[[ Excerpt, beginning ]]
Spotting Trends: Sectors to Consider in a Changed World
• The COVID-19 pandemic has created a new trend line for our society, creating opportunities as behaviors change
• Long-term opportunities in software and clean energy exist, as well as near-term prospects for homebuilders as the economy aims to recover.
Apart from the human tragedy of COVID-19, the pandemic has created a new trend line for our society by disrupting every aspect of our daily routines, from how we make purchases and consume energy to how we stay connected. Some of these trends were in place before the pandemic. But now, they are likely to be amplified as we transition to a new world order.
Identifying true opportunities during a tectonic shift of this magnitude requires using specialized, industry-specific knowledge to capitalize on an evolving market regime.
We see three potential opportunities where we believe investors may benefit from targeted sector-based strategies – both for right now as the economy starts to recover and as the post-pandemic world continues to evolve and impact future generations.
Software: Solutions to support a new way of life Remote access, cloud storage, and internet-based solutions were strong secular trends before COVID-19. Today’s more digitally-connected world will require more software to function. And as we said in our mid-year outlook , we see software as the backbone of our new society. As a result, software and service firms may benefit from this seismic shift in corporate and consumer behavior across a variety of dimensions: video conferencing, e-learning, telehealth, project and document management, closed system social communication tools, cloud technologies, digital payments, and cyber security.
This generation-defining shift is one reason why earnings growth for software firms are expected to grow at 16% per annum over the next three to five years – compared to 10% for the broader market – and not see double-digit declines throughout the rest of 2020 and into 2021. In fact, as shown below, while the S&P 500 is projected to have negative sales growth over the remaining three quarters of this year, software and services firms are projected to continue to grow their top line each quarter. Valuations are a bit above their long-term average for the industry1, but with a lack of growth in our current environment the premium for a growth industry with the potential to reshape society is warranted.
[[ Excerpt, end ]]
[[ Data for analysis, beginning ]]
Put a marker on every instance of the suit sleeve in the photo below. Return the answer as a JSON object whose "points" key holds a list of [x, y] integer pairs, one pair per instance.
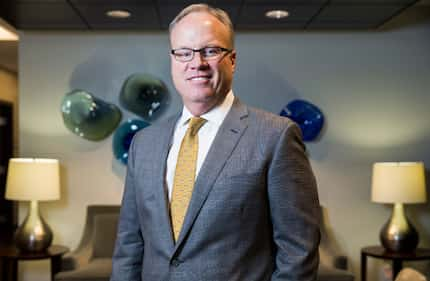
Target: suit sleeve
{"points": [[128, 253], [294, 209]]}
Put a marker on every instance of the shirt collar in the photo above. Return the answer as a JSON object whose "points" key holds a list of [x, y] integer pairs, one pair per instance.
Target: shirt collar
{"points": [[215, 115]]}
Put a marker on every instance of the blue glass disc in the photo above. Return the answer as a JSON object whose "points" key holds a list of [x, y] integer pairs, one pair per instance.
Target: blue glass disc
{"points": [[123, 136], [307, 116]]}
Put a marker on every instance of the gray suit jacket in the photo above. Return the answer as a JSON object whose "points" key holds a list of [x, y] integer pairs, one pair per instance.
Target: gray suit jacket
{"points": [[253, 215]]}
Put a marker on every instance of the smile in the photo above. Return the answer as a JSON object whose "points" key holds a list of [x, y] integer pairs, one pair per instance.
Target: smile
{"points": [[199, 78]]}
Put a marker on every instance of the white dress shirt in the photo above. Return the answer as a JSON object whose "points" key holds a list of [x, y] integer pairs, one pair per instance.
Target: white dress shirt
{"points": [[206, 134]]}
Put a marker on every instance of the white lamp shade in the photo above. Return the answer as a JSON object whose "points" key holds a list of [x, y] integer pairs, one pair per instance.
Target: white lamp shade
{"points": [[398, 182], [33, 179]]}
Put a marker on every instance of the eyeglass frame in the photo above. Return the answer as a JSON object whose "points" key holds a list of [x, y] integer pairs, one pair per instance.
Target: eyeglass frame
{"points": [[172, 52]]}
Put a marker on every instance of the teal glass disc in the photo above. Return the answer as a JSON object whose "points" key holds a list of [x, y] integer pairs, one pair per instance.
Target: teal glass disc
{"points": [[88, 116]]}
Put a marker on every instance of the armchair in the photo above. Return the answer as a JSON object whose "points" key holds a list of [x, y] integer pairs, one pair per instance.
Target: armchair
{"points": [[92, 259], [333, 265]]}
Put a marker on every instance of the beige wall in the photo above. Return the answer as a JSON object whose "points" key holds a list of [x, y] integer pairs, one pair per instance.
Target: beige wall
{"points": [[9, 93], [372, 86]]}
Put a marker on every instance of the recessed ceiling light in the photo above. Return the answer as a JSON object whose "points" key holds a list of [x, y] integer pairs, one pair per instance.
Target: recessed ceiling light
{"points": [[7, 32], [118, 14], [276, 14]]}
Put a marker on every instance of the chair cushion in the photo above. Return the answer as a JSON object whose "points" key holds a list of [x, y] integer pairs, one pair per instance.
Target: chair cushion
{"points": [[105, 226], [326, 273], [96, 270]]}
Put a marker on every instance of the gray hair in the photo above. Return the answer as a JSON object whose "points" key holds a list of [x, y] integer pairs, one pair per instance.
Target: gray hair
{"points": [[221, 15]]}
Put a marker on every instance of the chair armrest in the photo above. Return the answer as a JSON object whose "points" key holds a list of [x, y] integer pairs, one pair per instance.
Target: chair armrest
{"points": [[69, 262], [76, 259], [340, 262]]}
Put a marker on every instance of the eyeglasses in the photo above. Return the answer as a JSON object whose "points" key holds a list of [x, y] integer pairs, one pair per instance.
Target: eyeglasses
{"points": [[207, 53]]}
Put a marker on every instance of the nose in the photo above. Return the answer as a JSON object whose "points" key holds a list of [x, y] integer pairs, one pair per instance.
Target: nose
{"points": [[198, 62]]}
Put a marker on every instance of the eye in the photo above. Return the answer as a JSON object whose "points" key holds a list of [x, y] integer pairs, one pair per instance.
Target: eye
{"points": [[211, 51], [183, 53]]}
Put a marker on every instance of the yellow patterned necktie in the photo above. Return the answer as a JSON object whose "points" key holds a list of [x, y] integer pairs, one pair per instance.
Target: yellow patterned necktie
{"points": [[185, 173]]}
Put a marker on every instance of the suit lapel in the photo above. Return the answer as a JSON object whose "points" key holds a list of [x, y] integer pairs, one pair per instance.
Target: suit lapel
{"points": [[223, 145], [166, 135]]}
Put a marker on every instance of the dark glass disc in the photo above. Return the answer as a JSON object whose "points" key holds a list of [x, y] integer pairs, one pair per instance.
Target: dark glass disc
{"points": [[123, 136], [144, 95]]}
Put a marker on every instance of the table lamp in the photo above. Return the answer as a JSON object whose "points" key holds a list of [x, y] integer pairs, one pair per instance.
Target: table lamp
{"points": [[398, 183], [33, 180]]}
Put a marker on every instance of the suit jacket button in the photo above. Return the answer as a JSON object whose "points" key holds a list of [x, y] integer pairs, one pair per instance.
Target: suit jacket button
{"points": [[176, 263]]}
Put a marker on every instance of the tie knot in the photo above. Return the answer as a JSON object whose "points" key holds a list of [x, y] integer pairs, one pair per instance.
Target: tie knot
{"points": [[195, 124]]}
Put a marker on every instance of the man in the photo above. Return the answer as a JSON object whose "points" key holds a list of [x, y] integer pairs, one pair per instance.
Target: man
[[ Data for analysis, end ]]
[[ Data for analysis, beginning ]]
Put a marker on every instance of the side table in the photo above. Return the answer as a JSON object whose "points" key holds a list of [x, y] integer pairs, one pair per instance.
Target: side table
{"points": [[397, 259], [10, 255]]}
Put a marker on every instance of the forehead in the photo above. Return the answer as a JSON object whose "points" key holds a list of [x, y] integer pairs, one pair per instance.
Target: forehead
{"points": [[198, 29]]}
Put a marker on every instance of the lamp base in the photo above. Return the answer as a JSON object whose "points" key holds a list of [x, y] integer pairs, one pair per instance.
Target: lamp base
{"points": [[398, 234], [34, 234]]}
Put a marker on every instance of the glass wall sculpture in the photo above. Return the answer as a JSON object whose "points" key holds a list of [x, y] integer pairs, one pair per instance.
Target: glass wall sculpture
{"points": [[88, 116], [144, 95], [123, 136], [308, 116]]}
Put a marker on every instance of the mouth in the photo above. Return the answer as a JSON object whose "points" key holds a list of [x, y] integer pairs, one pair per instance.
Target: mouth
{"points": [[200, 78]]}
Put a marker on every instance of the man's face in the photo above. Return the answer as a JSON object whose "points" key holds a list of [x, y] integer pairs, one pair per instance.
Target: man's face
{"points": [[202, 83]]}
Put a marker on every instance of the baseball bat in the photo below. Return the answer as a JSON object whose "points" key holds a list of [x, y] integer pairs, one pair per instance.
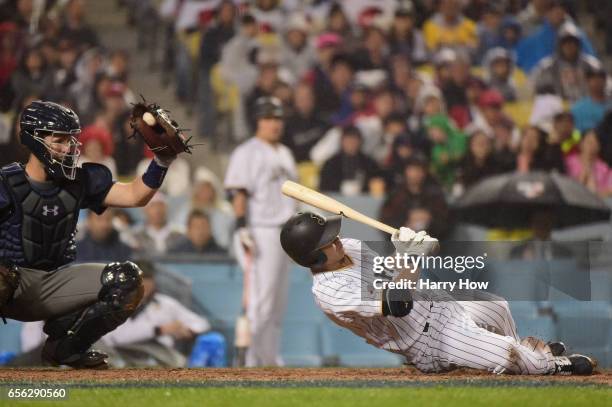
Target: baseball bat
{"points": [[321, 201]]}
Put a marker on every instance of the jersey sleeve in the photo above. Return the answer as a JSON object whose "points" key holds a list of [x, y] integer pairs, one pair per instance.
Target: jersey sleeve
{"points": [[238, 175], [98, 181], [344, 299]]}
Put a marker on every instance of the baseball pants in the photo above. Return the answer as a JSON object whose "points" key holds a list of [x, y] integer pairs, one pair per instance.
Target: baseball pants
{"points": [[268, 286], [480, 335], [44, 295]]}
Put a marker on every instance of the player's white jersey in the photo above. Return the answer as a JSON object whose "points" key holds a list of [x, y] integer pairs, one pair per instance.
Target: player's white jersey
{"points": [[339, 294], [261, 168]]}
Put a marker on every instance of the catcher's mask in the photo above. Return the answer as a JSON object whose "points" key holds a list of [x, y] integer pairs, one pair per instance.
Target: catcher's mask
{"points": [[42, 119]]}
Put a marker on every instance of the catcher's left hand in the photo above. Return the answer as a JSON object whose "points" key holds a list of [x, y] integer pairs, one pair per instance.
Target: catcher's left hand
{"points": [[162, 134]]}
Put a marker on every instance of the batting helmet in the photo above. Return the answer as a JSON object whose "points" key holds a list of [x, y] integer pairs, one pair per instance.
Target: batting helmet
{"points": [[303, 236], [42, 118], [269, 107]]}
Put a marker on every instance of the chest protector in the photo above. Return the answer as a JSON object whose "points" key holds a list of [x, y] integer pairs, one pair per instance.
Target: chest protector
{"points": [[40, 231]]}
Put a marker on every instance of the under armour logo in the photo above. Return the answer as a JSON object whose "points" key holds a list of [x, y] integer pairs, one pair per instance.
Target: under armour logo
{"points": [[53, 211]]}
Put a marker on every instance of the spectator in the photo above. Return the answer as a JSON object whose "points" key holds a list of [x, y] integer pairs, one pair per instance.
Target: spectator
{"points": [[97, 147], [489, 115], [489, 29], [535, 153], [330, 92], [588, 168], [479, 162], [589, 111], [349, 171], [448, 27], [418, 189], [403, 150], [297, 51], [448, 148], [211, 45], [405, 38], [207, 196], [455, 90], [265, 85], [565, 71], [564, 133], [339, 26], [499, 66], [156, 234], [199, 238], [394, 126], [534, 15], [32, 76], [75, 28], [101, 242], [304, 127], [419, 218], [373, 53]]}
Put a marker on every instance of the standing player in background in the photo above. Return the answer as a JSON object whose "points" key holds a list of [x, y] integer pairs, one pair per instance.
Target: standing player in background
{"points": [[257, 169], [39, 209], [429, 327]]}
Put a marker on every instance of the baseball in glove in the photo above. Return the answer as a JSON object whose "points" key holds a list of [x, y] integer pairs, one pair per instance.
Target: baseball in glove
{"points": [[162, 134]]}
[[ Data for analysis, end ]]
» **Problem requirements**:
Reproduce the passage from the text on sector trends starting at "Apart from the" and ending at "new world order.". The items have nothing to do with this.

» **Solution below**:
Apart from the human tragedy of COVID-19, the pandemic has created a new trend line for our society by disrupting every aspect of our daily routines, from how we make purchases and consume energy to how we stay connected. Some of these trends were in place before the pandemic. But now, they are likely to be amplified as we transition to a new world order.